▶ _Exercise directions_: Rewrite the stretch from the line containing "arched window?" through the end of the items as a two-column CSV with the headers item_text and answer. Give one row per item, with each value in a single quoted field and any line breaks replaced by spaces.

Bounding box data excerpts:
____________

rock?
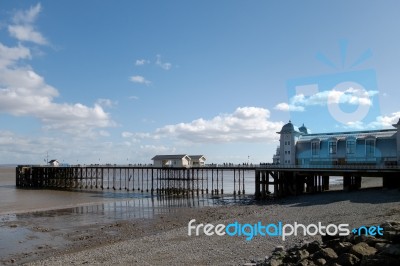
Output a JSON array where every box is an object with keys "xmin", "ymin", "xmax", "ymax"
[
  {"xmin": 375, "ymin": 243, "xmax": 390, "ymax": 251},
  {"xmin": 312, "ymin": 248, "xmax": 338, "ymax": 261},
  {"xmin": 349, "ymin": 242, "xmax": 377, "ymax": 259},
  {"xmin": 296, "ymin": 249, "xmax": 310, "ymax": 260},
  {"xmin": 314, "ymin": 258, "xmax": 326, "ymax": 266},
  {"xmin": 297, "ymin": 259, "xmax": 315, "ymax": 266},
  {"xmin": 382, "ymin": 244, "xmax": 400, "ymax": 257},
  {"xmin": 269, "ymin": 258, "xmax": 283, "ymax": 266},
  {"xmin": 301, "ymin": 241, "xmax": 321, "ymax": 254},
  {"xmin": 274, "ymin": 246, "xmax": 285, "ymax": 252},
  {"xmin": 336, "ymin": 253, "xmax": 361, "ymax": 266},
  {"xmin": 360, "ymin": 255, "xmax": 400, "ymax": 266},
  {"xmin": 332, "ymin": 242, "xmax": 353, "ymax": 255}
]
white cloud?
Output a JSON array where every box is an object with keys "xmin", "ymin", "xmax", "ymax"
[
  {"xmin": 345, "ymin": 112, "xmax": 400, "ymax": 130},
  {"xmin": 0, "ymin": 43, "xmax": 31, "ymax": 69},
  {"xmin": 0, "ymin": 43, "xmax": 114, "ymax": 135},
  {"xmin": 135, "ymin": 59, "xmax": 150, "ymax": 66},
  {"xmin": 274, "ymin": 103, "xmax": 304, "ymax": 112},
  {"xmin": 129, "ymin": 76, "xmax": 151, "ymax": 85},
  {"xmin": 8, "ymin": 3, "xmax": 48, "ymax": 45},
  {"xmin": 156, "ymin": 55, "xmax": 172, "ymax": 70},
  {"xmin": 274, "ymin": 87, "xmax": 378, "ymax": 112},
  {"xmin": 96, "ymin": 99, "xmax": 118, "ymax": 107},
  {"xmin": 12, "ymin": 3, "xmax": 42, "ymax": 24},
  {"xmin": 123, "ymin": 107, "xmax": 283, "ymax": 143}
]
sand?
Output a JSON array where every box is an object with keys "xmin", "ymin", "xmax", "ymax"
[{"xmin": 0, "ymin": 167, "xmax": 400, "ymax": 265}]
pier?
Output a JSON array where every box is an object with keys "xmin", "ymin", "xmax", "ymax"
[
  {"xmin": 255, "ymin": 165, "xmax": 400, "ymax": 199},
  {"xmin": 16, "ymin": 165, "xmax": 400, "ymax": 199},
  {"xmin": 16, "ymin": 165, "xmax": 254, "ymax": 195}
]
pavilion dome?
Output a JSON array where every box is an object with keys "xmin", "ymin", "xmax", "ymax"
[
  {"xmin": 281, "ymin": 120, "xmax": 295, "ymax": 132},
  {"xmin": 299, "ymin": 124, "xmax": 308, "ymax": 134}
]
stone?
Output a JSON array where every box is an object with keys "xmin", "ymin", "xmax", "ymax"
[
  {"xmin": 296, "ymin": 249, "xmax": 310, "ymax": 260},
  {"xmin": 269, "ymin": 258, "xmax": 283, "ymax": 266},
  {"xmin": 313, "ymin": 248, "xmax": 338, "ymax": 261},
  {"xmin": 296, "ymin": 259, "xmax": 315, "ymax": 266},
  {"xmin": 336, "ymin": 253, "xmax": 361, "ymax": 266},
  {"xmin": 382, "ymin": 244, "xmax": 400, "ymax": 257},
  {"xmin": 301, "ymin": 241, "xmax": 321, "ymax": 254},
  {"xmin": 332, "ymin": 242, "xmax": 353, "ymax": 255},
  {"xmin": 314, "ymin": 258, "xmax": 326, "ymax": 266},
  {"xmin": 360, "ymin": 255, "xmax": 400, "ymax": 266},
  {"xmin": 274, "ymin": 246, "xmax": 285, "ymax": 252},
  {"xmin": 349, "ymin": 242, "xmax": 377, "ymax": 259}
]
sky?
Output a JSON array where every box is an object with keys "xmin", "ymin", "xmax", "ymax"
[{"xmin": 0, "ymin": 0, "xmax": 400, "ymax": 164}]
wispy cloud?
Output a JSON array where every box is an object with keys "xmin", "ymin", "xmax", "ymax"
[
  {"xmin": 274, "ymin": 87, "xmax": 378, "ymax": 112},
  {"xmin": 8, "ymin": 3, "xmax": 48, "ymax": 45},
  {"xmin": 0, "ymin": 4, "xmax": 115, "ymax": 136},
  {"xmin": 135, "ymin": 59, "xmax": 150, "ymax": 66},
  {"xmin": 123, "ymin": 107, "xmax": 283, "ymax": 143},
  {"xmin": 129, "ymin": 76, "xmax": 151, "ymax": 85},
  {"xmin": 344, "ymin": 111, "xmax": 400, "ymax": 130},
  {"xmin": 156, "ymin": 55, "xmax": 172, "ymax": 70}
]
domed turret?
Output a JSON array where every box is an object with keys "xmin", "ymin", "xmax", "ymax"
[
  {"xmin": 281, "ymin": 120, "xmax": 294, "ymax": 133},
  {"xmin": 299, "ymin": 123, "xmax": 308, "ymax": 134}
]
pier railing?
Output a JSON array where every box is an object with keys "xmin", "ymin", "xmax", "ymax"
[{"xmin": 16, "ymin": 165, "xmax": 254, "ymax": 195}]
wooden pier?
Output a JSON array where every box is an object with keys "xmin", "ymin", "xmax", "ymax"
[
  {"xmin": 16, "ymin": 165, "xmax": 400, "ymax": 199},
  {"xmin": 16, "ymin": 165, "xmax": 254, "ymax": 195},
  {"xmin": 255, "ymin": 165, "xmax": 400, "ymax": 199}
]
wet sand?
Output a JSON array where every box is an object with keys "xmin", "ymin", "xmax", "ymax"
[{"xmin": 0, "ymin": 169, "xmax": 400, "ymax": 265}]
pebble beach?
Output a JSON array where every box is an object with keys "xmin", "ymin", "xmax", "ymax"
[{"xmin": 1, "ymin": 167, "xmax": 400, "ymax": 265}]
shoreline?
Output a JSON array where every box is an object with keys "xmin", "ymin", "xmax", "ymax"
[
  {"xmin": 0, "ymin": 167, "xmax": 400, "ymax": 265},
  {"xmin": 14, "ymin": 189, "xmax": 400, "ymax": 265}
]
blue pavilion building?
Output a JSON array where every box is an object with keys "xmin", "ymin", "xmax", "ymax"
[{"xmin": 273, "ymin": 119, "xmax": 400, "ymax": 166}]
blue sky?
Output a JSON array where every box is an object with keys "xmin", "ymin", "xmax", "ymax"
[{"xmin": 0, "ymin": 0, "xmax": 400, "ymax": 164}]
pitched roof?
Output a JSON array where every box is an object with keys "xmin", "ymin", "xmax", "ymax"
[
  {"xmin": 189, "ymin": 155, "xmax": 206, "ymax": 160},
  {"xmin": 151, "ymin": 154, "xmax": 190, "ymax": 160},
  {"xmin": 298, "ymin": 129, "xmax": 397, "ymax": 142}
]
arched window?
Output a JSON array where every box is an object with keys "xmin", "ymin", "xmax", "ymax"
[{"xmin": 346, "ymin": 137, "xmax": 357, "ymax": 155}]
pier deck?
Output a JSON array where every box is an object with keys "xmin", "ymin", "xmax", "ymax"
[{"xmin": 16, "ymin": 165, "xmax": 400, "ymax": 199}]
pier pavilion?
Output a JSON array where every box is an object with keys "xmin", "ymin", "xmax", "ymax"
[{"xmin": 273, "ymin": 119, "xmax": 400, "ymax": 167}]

____________

▶ _Answer_:
item_text,answer
"arched window? Output a JSON array where every box is an object with keys ""xmin"", ""ymin"", ""xmax"", ""ymax""","[{""xmin"": 346, ""ymin"": 137, ""xmax"": 357, ""ymax"": 155}]"
"pier deck? Output a JSON array where every box is an object with keys ""xmin"", ""ymin"", ""xmax"", ""ymax""","[{""xmin"": 16, ""ymin"": 165, ""xmax"": 400, ""ymax"": 199}]"
"pier pavilion? Output a JSON array where every box is an object with keys ""xmin"", ""ymin"", ""xmax"", ""ymax""","[{""xmin"": 273, ""ymin"": 119, ""xmax"": 400, ""ymax"": 167}]"